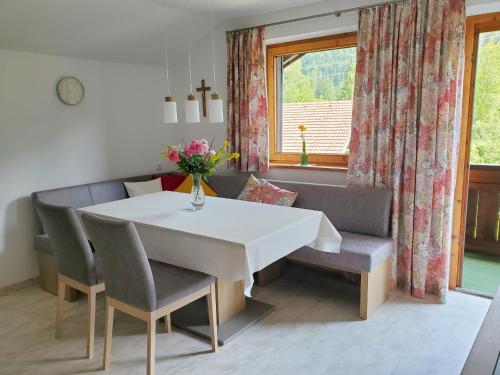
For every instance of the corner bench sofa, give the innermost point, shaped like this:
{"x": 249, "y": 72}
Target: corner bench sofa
{"x": 361, "y": 215}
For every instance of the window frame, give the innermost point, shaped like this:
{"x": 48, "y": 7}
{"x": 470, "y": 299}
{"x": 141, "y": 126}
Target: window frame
{"x": 330, "y": 42}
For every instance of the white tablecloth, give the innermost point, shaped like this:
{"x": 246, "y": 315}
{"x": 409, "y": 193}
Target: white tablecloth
{"x": 228, "y": 238}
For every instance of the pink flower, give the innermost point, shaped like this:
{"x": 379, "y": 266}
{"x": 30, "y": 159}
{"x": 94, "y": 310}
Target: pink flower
{"x": 173, "y": 155}
{"x": 197, "y": 147}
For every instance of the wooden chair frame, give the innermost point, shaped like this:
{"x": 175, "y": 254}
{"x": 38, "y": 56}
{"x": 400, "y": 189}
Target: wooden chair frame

_What needs to be done_
Lay out the records as a Markdown table with the columns Row and Record line, starting with the line that contains "For every instance of the window" and going on through the end of the records. Number each row and omit any blank lines.

_Output for this exercise_
| Row | Record line |
|---|---|
| 1 | For every instance of the window frame, give the innermost point, shaped like this: |
| 2 | {"x": 48, "y": 7} |
| 3 | {"x": 470, "y": 299} |
| 4 | {"x": 141, "y": 126} |
| 5 | Target: window frame |
| 6 | {"x": 330, "y": 42} |
| 7 | For every instance of the white tablecloth, give the innermost point, shaped like this: |
| 8 | {"x": 246, "y": 315} |
| 9 | {"x": 409, "y": 193} |
| 10 | Target: white tablecloth |
| 11 | {"x": 228, "y": 238} |
| 12 | For every instance of the pink flower, give the innermost point, shaped like this: |
| 13 | {"x": 379, "y": 266} |
| 14 | {"x": 30, "y": 159} |
| 15 | {"x": 94, "y": 310} |
| 16 | Target: pink flower |
| 17 | {"x": 173, "y": 155} |
| 18 | {"x": 197, "y": 147} |
| 19 | For every instance of the wooden chair frame, give the innermost point, shaped like this: |
| 20 | {"x": 175, "y": 254} |
| 21 | {"x": 38, "y": 56} |
| 22 | {"x": 400, "y": 189} |
| 23 | Target: wooden chair frame |